*Set problem*.
Repeat the material in full. Keep every line exactly as it is.

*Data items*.
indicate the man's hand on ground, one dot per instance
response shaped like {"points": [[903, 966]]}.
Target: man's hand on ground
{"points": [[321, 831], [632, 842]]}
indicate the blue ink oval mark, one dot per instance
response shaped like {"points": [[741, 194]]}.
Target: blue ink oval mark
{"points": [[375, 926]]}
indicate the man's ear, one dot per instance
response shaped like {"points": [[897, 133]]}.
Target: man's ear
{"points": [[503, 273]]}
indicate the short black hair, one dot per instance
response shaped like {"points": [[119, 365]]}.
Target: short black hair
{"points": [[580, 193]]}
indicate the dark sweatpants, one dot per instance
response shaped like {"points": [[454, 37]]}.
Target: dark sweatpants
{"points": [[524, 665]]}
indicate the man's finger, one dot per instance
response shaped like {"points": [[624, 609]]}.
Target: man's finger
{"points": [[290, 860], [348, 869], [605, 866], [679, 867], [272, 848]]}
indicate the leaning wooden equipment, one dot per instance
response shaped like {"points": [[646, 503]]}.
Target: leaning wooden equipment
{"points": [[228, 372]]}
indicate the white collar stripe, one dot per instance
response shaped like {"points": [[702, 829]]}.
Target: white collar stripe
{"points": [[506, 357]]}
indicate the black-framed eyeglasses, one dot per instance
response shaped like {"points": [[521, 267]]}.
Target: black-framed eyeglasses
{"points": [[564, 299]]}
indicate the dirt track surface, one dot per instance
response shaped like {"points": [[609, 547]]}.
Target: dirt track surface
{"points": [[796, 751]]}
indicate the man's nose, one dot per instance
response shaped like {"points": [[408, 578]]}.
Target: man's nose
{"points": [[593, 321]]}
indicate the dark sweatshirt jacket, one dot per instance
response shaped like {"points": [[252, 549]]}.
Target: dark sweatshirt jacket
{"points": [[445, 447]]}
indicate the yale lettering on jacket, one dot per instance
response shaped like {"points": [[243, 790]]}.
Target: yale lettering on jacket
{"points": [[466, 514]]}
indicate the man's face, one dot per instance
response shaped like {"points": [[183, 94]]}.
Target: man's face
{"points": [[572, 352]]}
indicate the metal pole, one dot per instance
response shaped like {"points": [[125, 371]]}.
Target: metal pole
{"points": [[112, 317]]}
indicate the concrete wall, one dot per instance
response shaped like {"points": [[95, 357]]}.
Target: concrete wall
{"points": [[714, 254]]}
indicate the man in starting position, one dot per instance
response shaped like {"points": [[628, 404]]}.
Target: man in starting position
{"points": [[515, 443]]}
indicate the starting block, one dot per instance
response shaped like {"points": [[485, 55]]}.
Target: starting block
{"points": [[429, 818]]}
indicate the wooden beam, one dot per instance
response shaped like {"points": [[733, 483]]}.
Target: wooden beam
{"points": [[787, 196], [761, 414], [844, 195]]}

*Written response*.
indicate the man's hand on ground, one dot per instance
response shaped like {"points": [[903, 966]]}.
Target: man's hand on ground
{"points": [[321, 831], [632, 842]]}
indicate the blue ink oval mark, one dot per instance
response shaped like {"points": [[741, 194]]}.
Target: blue ink oval mark
{"points": [[375, 926]]}
indicate the man's ear, one dot per instance
response shaped like {"points": [[897, 133]]}.
Target: man's ear
{"points": [[503, 273]]}
indicate the short black hair, one dot per instance
response shaped like {"points": [[119, 365]]}.
Target: short black hair
{"points": [[580, 193]]}
indicate the dark sweatpants, one dot per instance
response shaped like {"points": [[454, 37]]}.
Target: dark sweatpants
{"points": [[524, 665]]}
indicate the man's finger, one dot per instance
response shaped like {"points": [[624, 609]]}.
Target: man's finger
{"points": [[290, 860], [348, 869], [605, 866], [679, 867], [272, 848]]}
indicate the leaning wooden equipment, one dot per instance
response shaped like {"points": [[646, 503]]}.
Target: leaning wooden equipment
{"points": [[228, 372]]}
indicate the white collar stripe, one dot per instance
response shaped like {"points": [[702, 829]]}.
Target: white collar stripe
{"points": [[506, 357]]}
indicate the black-framed eyeglasses, one dot per instance
response shaped like {"points": [[521, 267]]}.
Target: black-framed eyeglasses
{"points": [[564, 299]]}
indicate the dirt track surface, one dot per instance
response shaped like {"points": [[609, 547]]}.
Target: dirt track surface
{"points": [[796, 751]]}
indicate the man's nose, one dot per instance
response shaped like {"points": [[408, 578]]}.
Target: man's nose
{"points": [[593, 321]]}
indicate the dark sweatshirt jacket, one dot per instance
response shaped like {"points": [[252, 549]]}.
Target: dark sweatshirt jacket
{"points": [[445, 447]]}
indicate the yale lettering on jacket, one dot per instance
response shaped like {"points": [[243, 790]]}.
Target: yale lettering on jacket
{"points": [[466, 514]]}
indicate the man's face, one dot per instance
response shaped like {"points": [[183, 94]]}.
Target: man's face
{"points": [[572, 352]]}
indicate the metal pole, one dot per instance
response shaped like {"points": [[125, 371]]}.
Target: metal pole
{"points": [[112, 317]]}
indicate the concrete wall, one dot per instance
response shaped like {"points": [[95, 357]]}.
Target: concrete wall
{"points": [[714, 254]]}
indicate the man in starting position, one dot per instance
response shaped like {"points": [[628, 404]]}.
Target: man in starting position
{"points": [[515, 443]]}
indicate the starting block, one dot per instance
response shaped like {"points": [[485, 55]]}.
Target: starting block
{"points": [[429, 818]]}
indicate the wooden beam, one dot per instance
response shaped like {"points": [[733, 483]]}.
Target: wooden beam
{"points": [[787, 196], [761, 414], [844, 195]]}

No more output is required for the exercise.